→ **Work to be completed**
Quote the lines of the material below from the line containing "Task: each instance of the textured" up to and including the line containing "[[486, 171], [169, 159]]", reproducing them word for word.

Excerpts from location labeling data
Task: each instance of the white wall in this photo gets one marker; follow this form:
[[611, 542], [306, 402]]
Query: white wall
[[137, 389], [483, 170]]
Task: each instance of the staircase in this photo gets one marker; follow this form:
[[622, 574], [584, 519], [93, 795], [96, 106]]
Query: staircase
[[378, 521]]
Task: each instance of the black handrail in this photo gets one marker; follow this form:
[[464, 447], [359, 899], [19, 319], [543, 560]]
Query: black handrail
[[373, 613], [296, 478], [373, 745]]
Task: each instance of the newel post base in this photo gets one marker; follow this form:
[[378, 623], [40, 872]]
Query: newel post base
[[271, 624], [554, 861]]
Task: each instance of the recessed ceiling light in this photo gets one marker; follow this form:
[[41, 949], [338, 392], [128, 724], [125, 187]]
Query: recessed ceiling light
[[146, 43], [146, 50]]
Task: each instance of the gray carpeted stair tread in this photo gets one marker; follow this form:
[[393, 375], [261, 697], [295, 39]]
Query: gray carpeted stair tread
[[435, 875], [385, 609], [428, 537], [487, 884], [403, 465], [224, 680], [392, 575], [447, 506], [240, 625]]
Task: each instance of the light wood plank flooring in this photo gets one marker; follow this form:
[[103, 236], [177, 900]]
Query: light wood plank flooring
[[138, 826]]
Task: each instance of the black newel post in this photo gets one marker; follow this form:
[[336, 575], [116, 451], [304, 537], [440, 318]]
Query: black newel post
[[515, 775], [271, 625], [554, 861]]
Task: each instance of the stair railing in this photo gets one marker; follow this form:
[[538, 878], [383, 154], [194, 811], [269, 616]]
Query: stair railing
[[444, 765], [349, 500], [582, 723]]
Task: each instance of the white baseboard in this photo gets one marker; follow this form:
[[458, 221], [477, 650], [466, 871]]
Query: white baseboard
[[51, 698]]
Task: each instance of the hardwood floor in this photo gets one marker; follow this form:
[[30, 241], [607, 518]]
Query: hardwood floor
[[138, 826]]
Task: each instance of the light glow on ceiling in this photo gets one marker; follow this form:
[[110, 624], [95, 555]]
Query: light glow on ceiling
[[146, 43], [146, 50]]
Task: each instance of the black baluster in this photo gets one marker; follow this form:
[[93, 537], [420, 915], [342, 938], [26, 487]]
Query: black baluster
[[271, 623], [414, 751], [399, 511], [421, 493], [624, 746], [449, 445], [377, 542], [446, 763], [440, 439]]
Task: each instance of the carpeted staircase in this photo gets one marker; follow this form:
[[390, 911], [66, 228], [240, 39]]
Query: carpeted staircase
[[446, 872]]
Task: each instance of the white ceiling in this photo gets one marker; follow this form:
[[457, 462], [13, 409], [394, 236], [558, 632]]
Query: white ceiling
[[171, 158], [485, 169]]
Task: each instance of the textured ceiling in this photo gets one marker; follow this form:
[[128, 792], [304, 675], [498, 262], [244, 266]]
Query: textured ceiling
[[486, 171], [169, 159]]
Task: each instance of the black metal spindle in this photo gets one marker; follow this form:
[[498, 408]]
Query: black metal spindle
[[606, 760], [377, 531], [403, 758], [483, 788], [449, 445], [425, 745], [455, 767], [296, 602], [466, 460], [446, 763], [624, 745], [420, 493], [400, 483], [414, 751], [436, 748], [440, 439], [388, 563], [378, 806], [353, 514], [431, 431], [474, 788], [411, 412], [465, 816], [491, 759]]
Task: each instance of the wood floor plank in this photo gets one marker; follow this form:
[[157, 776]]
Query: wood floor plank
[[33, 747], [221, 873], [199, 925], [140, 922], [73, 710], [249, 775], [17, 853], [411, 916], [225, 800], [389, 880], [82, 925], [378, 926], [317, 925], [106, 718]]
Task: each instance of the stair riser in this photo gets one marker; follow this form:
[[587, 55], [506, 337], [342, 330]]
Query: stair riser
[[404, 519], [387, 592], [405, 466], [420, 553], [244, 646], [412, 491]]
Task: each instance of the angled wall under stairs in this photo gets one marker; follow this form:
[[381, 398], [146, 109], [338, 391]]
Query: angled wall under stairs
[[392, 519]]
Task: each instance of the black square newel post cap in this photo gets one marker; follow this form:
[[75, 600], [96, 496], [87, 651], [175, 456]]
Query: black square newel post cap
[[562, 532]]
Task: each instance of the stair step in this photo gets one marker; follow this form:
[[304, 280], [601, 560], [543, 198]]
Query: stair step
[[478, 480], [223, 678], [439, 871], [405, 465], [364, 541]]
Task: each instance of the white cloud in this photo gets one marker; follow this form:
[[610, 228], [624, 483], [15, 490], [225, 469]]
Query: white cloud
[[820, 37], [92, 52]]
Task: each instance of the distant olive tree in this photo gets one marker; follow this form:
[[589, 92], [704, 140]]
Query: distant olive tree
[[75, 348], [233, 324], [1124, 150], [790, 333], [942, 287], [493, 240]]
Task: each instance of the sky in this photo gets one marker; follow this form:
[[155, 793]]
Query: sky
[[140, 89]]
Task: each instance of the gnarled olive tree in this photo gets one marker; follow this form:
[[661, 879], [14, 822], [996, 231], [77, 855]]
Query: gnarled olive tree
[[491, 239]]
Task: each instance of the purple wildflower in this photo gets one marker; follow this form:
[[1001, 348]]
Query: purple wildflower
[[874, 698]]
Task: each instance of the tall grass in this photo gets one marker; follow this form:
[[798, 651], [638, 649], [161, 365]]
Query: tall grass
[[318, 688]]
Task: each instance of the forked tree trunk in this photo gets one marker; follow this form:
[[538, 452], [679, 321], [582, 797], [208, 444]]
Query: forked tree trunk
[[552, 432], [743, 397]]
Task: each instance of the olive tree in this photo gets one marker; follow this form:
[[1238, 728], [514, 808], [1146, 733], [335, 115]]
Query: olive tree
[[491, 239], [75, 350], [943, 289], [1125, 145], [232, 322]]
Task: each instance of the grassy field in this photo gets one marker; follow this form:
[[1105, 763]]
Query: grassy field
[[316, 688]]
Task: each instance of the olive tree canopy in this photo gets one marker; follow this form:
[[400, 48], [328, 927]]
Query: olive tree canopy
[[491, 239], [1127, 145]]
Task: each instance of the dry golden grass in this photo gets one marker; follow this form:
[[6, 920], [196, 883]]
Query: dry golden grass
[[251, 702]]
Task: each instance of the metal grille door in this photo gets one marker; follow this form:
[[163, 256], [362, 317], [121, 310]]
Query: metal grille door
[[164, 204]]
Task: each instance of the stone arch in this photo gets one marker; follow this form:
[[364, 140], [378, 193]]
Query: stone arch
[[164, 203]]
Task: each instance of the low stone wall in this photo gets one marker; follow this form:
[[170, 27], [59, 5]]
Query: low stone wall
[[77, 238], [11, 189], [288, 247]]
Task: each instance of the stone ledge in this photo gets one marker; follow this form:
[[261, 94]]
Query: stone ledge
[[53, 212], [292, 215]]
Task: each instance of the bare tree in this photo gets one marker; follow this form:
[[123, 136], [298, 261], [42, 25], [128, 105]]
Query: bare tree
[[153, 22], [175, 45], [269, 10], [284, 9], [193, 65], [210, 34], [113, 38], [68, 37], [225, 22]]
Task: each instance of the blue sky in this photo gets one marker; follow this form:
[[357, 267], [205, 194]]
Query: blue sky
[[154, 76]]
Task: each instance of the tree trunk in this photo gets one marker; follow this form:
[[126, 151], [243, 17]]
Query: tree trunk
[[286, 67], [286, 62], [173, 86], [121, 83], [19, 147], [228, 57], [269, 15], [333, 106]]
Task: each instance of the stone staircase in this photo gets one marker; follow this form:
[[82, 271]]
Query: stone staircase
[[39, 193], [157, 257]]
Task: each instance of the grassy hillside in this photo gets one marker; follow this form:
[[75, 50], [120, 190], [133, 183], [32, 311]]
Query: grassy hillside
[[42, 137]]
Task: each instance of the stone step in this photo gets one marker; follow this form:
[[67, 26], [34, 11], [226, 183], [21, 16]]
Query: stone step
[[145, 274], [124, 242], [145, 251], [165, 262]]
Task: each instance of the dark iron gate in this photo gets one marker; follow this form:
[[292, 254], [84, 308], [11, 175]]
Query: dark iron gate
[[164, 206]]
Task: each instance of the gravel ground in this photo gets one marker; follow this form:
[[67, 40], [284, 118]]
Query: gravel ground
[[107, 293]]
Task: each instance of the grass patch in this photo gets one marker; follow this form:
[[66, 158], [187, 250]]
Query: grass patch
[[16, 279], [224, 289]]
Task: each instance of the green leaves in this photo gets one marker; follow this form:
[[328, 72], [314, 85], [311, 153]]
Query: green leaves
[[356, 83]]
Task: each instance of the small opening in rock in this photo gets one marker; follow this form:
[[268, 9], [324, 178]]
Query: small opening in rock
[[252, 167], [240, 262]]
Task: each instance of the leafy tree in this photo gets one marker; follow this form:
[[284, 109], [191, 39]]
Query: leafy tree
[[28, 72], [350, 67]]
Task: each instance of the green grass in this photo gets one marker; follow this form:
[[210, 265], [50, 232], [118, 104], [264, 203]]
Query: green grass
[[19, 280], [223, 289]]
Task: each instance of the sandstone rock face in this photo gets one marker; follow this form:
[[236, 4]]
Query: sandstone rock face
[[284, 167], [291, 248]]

→ **Result**
Task: each instance of the textured ceiling in this photo gets one marker; follow this form:
[[128, 792], [304, 675], [498, 262], [244, 266]]
Query: textured ceiling
[[486, 171], [169, 159]]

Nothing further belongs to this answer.